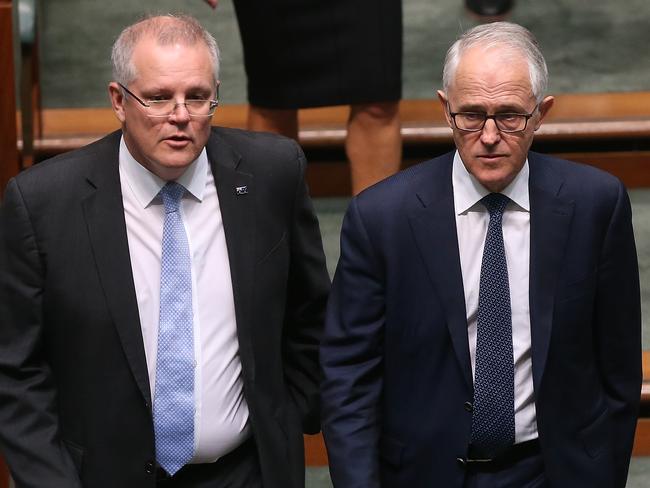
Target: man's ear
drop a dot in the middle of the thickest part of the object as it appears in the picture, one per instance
(117, 100)
(444, 101)
(544, 107)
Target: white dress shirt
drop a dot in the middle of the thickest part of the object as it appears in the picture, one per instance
(472, 220)
(221, 420)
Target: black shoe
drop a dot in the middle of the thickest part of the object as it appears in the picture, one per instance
(489, 8)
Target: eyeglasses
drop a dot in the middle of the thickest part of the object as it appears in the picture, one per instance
(196, 107)
(505, 122)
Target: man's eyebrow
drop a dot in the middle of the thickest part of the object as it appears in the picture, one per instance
(507, 108)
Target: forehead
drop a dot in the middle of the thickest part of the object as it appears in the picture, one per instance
(492, 77)
(172, 65)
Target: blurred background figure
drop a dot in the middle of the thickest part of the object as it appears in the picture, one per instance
(313, 53)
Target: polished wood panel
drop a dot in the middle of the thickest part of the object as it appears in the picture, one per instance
(9, 162)
(642, 438)
(315, 452)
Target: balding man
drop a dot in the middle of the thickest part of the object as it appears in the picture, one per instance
(484, 323)
(162, 292)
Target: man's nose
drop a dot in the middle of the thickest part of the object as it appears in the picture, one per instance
(180, 113)
(490, 134)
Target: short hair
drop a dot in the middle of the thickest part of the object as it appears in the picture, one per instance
(165, 29)
(504, 34)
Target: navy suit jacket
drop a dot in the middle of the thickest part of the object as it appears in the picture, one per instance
(395, 353)
(75, 402)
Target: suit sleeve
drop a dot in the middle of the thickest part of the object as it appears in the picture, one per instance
(351, 358)
(28, 420)
(618, 330)
(308, 287)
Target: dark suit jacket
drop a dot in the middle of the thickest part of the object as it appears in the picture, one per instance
(395, 350)
(75, 406)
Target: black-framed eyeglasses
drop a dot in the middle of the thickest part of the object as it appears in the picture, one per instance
(196, 107)
(505, 122)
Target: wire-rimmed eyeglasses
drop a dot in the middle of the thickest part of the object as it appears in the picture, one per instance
(505, 122)
(196, 107)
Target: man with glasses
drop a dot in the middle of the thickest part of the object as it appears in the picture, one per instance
(483, 328)
(162, 291)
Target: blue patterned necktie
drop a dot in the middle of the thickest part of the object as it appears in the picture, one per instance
(493, 419)
(173, 410)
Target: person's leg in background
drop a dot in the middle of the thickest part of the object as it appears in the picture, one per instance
(374, 143)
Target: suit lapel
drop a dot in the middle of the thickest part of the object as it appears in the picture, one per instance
(550, 222)
(236, 193)
(434, 227)
(104, 214)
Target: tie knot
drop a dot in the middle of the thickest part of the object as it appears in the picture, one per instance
(171, 194)
(495, 203)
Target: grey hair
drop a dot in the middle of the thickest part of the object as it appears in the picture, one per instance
(165, 29)
(502, 34)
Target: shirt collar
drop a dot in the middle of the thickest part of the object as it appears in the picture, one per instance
(468, 191)
(146, 185)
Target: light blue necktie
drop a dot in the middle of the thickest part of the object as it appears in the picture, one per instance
(173, 410)
(493, 419)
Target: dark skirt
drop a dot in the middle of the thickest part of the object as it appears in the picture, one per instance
(311, 53)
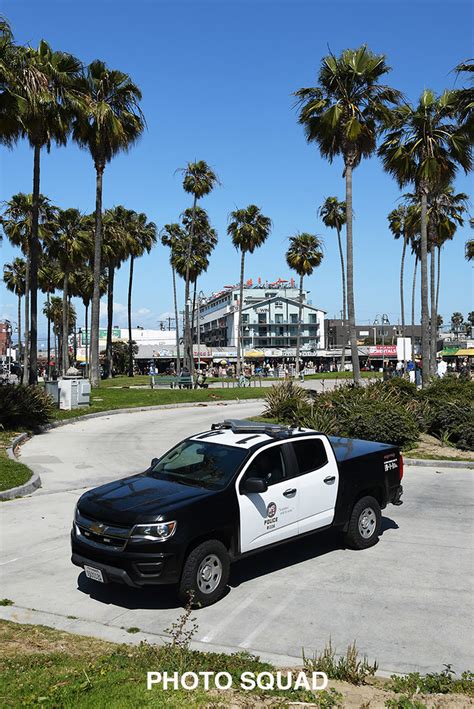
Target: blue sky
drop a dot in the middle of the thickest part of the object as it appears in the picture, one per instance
(217, 78)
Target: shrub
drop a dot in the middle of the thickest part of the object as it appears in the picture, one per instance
(25, 406)
(288, 403)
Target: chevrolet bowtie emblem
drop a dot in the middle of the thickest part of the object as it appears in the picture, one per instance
(98, 528)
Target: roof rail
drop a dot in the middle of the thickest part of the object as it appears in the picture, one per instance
(274, 430)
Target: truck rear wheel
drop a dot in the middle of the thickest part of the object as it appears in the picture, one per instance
(364, 525)
(205, 574)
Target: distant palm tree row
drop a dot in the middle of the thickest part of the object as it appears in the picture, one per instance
(423, 145)
(65, 262)
(49, 97)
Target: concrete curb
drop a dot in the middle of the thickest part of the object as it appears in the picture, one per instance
(133, 409)
(115, 634)
(439, 463)
(33, 483)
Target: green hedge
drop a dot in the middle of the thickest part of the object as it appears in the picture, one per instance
(24, 406)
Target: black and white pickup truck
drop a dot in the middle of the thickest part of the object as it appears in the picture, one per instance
(223, 494)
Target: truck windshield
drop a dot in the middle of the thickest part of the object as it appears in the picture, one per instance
(201, 464)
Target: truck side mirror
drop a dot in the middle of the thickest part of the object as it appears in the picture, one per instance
(254, 485)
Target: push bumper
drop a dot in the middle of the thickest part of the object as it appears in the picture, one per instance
(135, 570)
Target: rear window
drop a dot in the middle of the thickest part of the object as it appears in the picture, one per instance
(310, 454)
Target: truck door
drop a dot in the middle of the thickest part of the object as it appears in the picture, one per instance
(317, 480)
(271, 516)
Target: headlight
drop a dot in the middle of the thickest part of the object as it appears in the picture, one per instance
(158, 532)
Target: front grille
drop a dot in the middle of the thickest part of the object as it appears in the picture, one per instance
(102, 534)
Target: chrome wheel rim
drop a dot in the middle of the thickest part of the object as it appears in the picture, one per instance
(209, 573)
(367, 522)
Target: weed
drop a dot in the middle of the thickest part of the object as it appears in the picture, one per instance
(348, 667)
(444, 682)
(404, 702)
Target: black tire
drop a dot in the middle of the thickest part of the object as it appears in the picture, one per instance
(205, 574)
(364, 525)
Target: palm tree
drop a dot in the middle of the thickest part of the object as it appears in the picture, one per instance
(141, 239)
(114, 252)
(171, 235)
(81, 285)
(68, 244)
(49, 279)
(400, 226)
(425, 146)
(109, 122)
(303, 256)
(342, 116)
(45, 113)
(333, 215)
(249, 229)
(199, 180)
(14, 276)
(416, 251)
(17, 223)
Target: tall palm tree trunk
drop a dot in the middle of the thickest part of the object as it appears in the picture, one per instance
(298, 332)
(178, 356)
(34, 249)
(413, 297)
(48, 310)
(239, 363)
(434, 316)
(87, 337)
(425, 326)
(130, 346)
(188, 350)
(19, 328)
(26, 350)
(65, 327)
(95, 311)
(402, 300)
(344, 297)
(110, 317)
(350, 276)
(438, 278)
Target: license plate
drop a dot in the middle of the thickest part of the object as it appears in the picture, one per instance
(94, 574)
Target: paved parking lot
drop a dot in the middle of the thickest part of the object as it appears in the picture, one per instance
(407, 601)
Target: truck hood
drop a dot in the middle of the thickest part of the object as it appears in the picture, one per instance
(138, 498)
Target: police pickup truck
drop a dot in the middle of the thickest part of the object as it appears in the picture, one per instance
(223, 494)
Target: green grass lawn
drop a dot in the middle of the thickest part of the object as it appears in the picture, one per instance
(12, 473)
(109, 398)
(144, 379)
(40, 666)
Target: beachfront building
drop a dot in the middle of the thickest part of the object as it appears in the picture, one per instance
(270, 317)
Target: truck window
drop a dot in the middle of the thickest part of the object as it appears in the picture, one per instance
(310, 455)
(269, 465)
(200, 464)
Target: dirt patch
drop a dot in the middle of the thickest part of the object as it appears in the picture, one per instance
(431, 447)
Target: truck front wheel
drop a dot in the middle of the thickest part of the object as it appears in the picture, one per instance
(364, 525)
(205, 574)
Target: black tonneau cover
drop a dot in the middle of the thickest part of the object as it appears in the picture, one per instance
(349, 448)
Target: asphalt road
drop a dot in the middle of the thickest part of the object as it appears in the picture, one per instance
(408, 601)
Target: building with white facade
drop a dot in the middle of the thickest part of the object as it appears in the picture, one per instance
(269, 318)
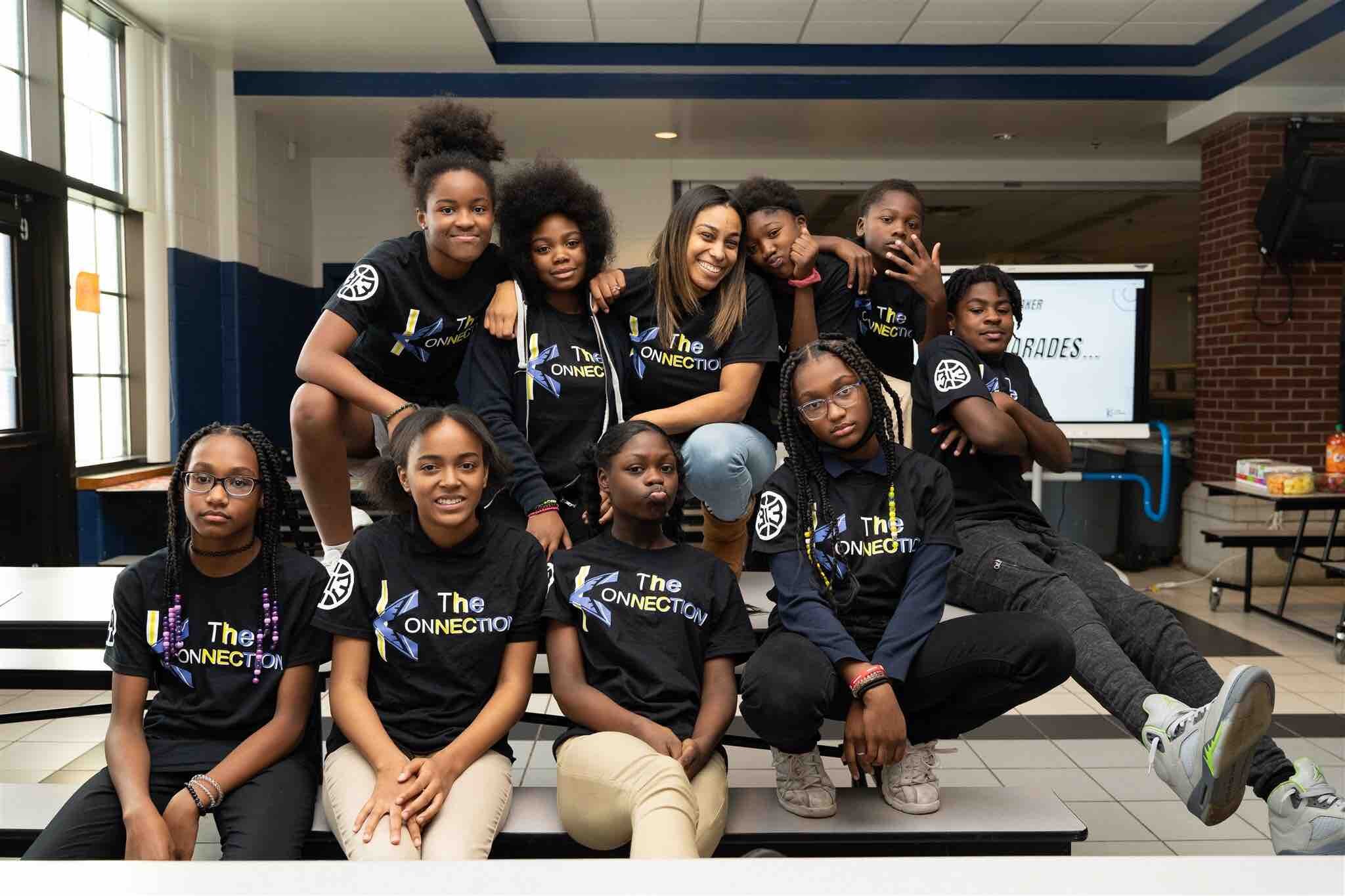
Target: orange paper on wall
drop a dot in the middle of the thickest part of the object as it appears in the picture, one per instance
(87, 292)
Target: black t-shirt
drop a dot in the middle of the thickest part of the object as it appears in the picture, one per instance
(988, 486)
(690, 366)
(208, 703)
(440, 621)
(892, 323)
(648, 622)
(567, 390)
(833, 303)
(413, 324)
(858, 547)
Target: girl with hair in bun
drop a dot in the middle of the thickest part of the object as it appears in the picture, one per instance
(435, 631)
(554, 387)
(701, 332)
(393, 336)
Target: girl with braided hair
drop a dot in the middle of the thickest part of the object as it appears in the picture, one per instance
(643, 636)
(218, 622)
(860, 531)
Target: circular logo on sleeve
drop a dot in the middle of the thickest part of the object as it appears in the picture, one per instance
(340, 586)
(950, 373)
(771, 513)
(359, 284)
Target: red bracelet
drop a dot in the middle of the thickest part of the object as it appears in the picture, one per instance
(871, 672)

→ **Exercise**
Would you print, exactly as written, every line above from the one holding "Target: push bumper" through the one holding "Target: truck door", with both included and no other lines?

→ **Response below**
Target: push bumper
drop a dot in the middle of the thickest part of the object as it appears in the picture, one per instance
(135, 570)
Target: rear window
drop a dot in the middle of the thickest part of the object as it appears in the picture, one per instance
(310, 454)
Target: truck door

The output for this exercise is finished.